TASKS FOR THIS EXERCISE ::
(A) In two sentences, what does the Tinker, Tailor, Soldier, Spy review say?
(B) Write the next part of the Tinker, Tailor, Soldier, Spy review, starting after its final sentence.

Thursday, September 22, 2011

Shaken, Stirred and In Need of Therapy


Originally published in 1974 and originally adapted in 1979 as a seven-hour BBC miniseries starring Alec Guinness, John le Carré's Tinker, Tailor, Soldier, Spy has been hailed as a classic of the spy genre and its references and themes have entered the realms of popular culture. The complex novel about retired operative George Smiley being called upon to flush out a Soviet mole that has inveigled his way to the upper echelons of the British secret service is not without its flaws, however. At certain points in le Carré's work, the convoluted plot becomes almost indecipherable and the storytelling repetitive and ponderous. Swedish director Tomas Alfredson of Let The Right One In fame and writers Peter Straughan and the late Bridget O Connor skilfully avoid these pitfalls in their enthralling and absorbing new big-screen adaptation of Tinker, Tailor, Soldier, Spy, which achieves an admirably coherent narrative structure without ever over-simplifying matters of international espionage.

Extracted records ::

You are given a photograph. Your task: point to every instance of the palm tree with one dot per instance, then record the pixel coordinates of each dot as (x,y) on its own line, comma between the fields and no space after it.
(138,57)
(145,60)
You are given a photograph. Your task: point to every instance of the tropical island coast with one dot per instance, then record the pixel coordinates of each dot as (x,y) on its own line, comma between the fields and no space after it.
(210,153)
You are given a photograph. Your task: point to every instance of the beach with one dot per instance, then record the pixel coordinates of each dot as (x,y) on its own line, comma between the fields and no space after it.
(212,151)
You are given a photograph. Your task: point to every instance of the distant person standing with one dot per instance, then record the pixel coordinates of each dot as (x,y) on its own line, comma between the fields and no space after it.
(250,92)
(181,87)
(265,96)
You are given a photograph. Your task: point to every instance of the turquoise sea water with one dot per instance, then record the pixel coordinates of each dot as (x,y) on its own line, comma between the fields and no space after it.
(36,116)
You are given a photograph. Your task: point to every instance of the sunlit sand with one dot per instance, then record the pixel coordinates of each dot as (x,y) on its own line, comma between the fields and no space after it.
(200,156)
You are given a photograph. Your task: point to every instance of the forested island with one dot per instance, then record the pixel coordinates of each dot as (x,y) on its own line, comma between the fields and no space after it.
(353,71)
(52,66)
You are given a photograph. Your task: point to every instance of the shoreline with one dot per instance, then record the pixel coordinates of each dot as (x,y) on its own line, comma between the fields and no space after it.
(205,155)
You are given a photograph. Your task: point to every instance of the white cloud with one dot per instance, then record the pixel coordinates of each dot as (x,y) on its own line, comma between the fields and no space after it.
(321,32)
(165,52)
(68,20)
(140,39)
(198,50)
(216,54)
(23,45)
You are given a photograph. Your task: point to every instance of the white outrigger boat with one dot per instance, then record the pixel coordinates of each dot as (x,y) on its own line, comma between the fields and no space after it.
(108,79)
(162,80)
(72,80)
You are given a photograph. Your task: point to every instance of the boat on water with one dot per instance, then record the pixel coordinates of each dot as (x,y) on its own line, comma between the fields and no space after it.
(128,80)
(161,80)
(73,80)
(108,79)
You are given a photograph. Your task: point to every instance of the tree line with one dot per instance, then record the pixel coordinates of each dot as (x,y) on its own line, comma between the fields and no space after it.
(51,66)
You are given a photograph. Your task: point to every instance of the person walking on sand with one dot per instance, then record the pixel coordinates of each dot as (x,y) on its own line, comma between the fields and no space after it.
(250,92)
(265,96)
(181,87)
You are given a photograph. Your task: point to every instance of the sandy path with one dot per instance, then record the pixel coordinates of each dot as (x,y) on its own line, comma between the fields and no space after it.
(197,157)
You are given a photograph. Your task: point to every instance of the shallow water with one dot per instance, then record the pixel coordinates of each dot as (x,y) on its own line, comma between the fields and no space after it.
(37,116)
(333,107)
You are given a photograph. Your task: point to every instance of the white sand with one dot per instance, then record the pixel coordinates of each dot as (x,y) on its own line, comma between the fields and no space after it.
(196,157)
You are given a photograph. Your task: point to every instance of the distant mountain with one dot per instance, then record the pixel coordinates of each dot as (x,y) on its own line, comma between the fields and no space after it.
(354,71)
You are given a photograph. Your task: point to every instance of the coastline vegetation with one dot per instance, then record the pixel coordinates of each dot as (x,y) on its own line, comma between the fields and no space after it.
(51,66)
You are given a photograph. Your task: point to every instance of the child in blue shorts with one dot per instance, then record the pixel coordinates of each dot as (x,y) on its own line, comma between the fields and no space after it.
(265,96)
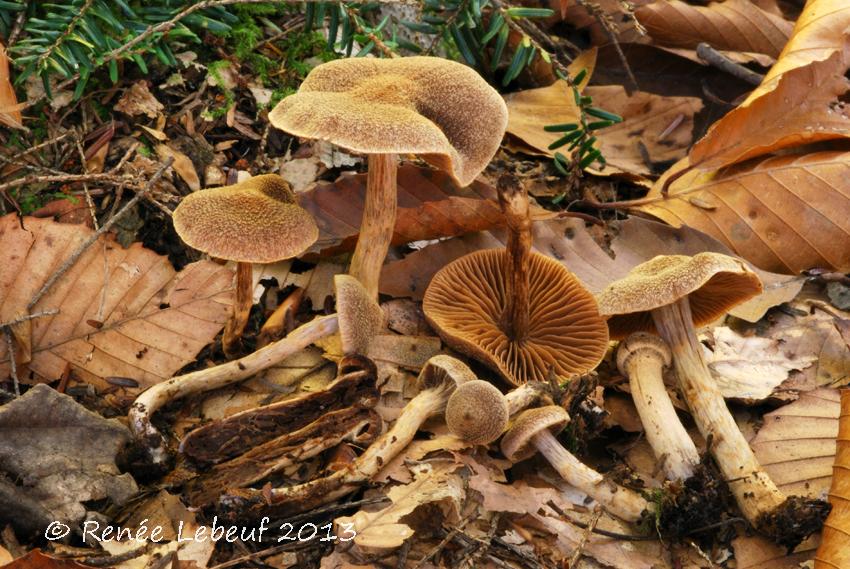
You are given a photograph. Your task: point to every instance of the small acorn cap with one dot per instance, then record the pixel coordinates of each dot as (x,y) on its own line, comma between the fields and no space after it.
(255,221)
(441,370)
(643,342)
(714,283)
(409,105)
(477,412)
(360,317)
(518,442)
(466,300)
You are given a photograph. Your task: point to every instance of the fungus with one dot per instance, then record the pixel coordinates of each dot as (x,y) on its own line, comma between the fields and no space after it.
(672,294)
(477,412)
(255,221)
(520,313)
(642,358)
(437,381)
(535,430)
(360,317)
(386,107)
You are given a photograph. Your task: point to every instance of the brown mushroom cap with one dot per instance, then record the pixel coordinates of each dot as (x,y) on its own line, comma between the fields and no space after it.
(518,442)
(477,412)
(442,369)
(642,342)
(713,282)
(436,108)
(466,300)
(255,221)
(360,317)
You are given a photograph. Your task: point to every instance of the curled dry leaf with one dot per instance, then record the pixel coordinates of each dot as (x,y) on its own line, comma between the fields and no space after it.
(121,312)
(62,456)
(796,445)
(663,125)
(138,100)
(834,550)
(783,214)
(736,25)
(436,484)
(750,367)
(798,101)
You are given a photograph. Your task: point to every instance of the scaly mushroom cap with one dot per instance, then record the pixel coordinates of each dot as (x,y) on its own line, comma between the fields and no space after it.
(642,342)
(439,109)
(255,221)
(466,300)
(360,317)
(442,370)
(713,282)
(518,442)
(477,412)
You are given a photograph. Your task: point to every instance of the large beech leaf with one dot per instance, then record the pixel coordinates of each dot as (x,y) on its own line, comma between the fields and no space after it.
(663,125)
(783,214)
(798,101)
(430,206)
(796,445)
(122,312)
(736,25)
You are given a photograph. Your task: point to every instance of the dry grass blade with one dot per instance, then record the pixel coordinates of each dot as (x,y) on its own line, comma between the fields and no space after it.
(150,322)
(735,25)
(783,214)
(799,100)
(834,550)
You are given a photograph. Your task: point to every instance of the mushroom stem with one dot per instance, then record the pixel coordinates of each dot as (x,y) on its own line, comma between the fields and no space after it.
(241,309)
(626,504)
(219,376)
(526,395)
(643,363)
(514,202)
(378,223)
(754,491)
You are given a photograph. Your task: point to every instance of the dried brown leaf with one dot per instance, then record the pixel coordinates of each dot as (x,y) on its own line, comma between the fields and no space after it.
(783,214)
(122,312)
(735,25)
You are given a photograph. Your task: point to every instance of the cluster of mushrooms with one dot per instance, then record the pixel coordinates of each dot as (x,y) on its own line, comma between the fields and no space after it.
(519,313)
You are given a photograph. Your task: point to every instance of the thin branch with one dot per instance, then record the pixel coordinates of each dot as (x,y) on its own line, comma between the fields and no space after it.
(69,262)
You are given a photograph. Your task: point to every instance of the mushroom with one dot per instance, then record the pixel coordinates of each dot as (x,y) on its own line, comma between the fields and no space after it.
(535,430)
(360,316)
(478,413)
(671,295)
(255,221)
(386,107)
(642,358)
(520,313)
(437,381)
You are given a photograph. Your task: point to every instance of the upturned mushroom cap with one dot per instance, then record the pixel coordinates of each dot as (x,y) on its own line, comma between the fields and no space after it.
(360,317)
(439,109)
(441,370)
(477,412)
(466,301)
(642,342)
(714,283)
(255,221)
(518,442)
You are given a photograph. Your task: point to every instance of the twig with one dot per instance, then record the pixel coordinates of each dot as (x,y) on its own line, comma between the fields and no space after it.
(594,519)
(10,346)
(723,63)
(69,262)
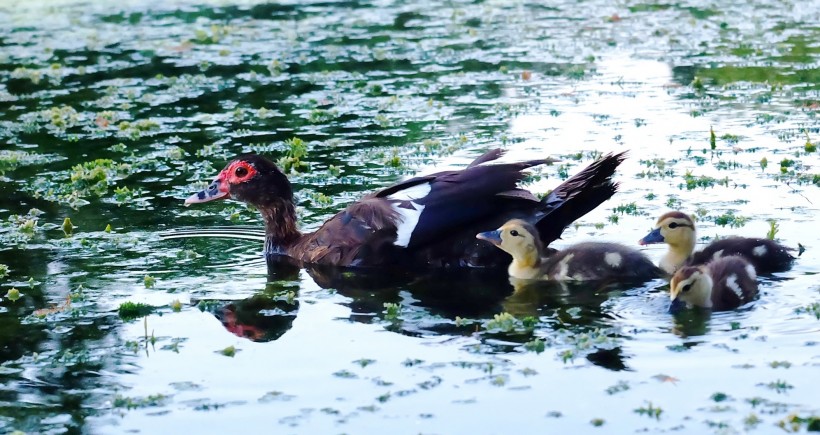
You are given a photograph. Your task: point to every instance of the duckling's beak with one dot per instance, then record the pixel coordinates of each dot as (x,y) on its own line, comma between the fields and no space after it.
(676,306)
(493,237)
(654,236)
(218,189)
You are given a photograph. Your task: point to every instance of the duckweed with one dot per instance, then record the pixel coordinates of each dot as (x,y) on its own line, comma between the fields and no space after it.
(650,410)
(133,310)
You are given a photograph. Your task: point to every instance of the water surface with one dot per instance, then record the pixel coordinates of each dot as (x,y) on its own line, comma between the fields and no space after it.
(166,93)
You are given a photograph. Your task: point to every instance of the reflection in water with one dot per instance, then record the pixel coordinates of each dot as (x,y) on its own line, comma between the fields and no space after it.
(432,301)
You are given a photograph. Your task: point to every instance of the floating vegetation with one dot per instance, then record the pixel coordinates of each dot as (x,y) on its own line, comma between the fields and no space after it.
(229,351)
(292,161)
(795,423)
(692,182)
(618,388)
(391,311)
(13,294)
(774,228)
(154,400)
(729,218)
(780,386)
(813,309)
(67,226)
(650,410)
(133,310)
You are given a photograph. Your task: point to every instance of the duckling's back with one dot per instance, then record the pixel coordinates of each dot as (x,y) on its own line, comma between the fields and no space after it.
(765,255)
(598,261)
(734,282)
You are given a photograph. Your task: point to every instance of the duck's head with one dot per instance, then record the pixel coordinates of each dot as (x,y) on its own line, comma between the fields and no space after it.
(675,228)
(690,287)
(516,237)
(249,178)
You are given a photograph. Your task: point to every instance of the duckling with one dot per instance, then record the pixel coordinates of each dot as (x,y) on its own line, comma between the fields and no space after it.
(724,284)
(677,230)
(581,262)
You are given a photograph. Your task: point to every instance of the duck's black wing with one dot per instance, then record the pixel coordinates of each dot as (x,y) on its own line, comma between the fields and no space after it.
(432,220)
(577,196)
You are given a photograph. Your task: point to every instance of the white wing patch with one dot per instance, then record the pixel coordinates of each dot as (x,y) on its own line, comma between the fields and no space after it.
(412,193)
(408,216)
(731,282)
(751,271)
(563,268)
(613,259)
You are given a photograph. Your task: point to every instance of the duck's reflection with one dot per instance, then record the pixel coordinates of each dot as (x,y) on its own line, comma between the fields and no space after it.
(444,295)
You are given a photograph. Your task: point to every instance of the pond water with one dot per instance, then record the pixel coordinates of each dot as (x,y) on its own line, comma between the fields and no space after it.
(112,114)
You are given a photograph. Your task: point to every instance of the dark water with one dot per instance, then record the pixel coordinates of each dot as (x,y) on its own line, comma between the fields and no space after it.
(112,114)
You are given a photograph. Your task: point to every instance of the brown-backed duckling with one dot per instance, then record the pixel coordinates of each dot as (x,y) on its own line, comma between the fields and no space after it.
(723,284)
(677,230)
(586,261)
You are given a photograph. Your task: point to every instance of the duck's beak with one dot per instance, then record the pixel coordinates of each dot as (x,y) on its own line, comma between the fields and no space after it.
(218,189)
(676,306)
(654,236)
(493,237)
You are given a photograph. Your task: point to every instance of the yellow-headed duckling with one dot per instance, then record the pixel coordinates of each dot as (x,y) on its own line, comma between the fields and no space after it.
(677,230)
(724,284)
(581,262)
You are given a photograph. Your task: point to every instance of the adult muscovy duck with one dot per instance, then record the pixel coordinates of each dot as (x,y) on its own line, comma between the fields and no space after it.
(426,221)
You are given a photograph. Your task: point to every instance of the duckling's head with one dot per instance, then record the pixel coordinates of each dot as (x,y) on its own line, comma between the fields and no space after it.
(675,228)
(518,238)
(690,286)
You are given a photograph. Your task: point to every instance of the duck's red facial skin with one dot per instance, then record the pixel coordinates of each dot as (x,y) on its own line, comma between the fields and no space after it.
(237,172)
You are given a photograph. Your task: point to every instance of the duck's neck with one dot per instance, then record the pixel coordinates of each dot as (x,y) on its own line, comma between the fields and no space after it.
(526,266)
(677,255)
(281,231)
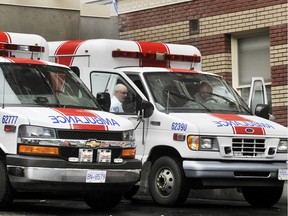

OUTPUTS FOR THE TASKS ::
(A) John le Carré's 1974 novel about retired operative George Smiley hunting a Soviet mole in the British secret service is hailed as a spy classic, though at points its convoluted plot becomes almost indecipherable and its storytelling repetitive and ponderous. Director Tomas Alfredson and writers Peter Straughan and the late Bridget O Connor avoid these pitfalls in their new big-screen adaptation, which achieves a coherent narrative structure without over-simplifying matters of international espionage.

(B)
Gary Oldman gives a stunning central performance as Smiley, a man whose calm and unassuming exterior belies his formidable intellect. He goes about discovering the one who is threatening to destabilise the Circus, the organisation that has been his life's work and for which he has sacrificed a great deal, quietly and patiently but with an unmistakable steel and determination. Oldman subtly captures the contradictions in Smiley's personality. Although an old-fashioned gentleman, he has moments of ruthlessness and rage as the truth about the Soviet mole slowly but surely unfolds before our eyes. The journey to discovery takes the audience not just to early 1970s London but to Istanbul, Budapest, Paris, Oxford and a public school in the English countryside. This, however, is most definitely not the world of James Bond with dry martinis and a girl in every port. Perhaps the film's greatest achievement is its deconstruction of the myth of the glamorous spy, which is one of the main themes in many of le Carré's books.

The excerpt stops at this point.